START EXTRACTED TEXT

Intellectual fun fan
Helpful Votes: 1 out of 3 total.
Review Date: 2003-09-22
THE WOUNDED JUNG by Robert C. Smith might be the book that the average reader of Jung's works wanted someone to write, simplifying the concepts that made it so difficult for the tormented Jung to write himself. "By the age of four he had incorporated into his psyche the sophisticated and frightening concept of the underground man-eater dream, closely associated in his case with the burial of the dead." (p. 21). The Notes for the entire book are on pages 179-181. These are so short, it might be ironic that Chapter 3, Note 2 is simply, "Although Jung had never met Miller, he took her fifteen-page report of dreams and visions, published in Geneva in 1906, and expanded it into a book of more than four hundred pages." (p. 180). The key to such authorship is clearly based on having a mind which has been caught in the same web, as is also true on the intellectual side of the picture. "Jung was interested in a variety of philosophers and religious mystics, and upon close examination, one can see that the experiences of these philosophers and mystics paralleled those of Jung. Swedenborg, the great Swedish mystic, clearly engrossed Jung for this reason." (p. 104). Anything which triggered "the divided parts of his own psyche" (p. 2) helped him appreciate "that the approach to the numinous is the real therapy" (p. 3).

A major emphasis on Jung's father is that he "had been unable to secure an academic position. Hence he became the minister to a series of small country parishes." (p. 13). In a world where most people seem condemned to be spectators, Pastor Jung faced those who worshipped each Sunday with his suggestions for staying out of trouble, and he told his son, "Be anything you like except a theologian." (pp. 14, 32, 33).

END EXTRACTED TEXT

**WHAT YOU NEED TO DO:** Please go on with the review of The Wounded Jung, starting after its last sentence.

START DATASET CONTENT

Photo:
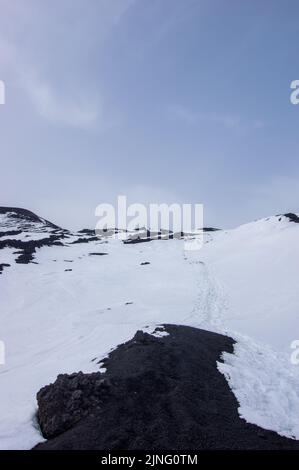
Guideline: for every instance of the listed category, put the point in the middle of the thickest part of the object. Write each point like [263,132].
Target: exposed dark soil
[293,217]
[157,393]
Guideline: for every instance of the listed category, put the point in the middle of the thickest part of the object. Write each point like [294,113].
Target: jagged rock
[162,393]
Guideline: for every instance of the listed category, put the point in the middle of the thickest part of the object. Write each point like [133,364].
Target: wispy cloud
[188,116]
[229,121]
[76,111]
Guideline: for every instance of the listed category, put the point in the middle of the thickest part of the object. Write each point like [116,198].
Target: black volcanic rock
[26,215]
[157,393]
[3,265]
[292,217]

END DATASET CONTENT
START DATASET CONTENT

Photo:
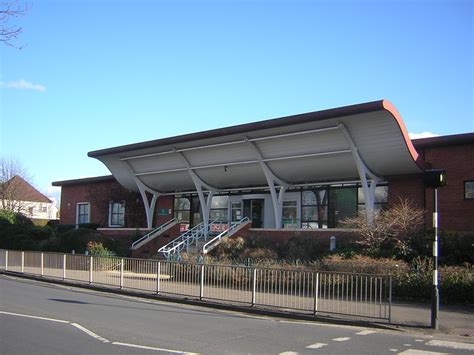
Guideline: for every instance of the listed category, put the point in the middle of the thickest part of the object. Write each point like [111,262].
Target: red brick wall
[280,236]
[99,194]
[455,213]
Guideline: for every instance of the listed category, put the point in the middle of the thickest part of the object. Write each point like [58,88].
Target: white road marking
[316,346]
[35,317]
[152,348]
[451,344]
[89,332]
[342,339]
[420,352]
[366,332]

END DATASET CONTENT

**RESPONSE FOR THIS EXERCISE:**
Jumping ahead in the book to the relationship between Jung and Freud, Smith mentioned a letter on page 34 about a traumatic incident in Jung's childhood, which "Jung kept the memory of the assault secret from all except Freud until old age." (p. 34). A lot more can be learned from the letter from Jung to Freud dated 28 October, 1907, in which Jung admitted that he would "rather not have said" how much he was in awe of Freud. "Actually--and I confess this to you with a struggle--I have a boundless admiration for you both as a man and as a researcher, and I bear you no conscious grudge. So the self-preservation complex does not come from there; it is rather that my veneration for you has something of the character of a `religious' crush. Though it does not really bother me, I still feel it is disgusting and ridiculous because of its undeniable erotic undertone. This abominable feeling comes from the fact that as a boy I was the victim of a sexual assault by a man I once worshipped." Jung was astute in allowing himself to confess this to Freud as a confirmation of many of Freud's beliefs, as well as indicating Jung's trauma from a personal incident that might be generalized politically.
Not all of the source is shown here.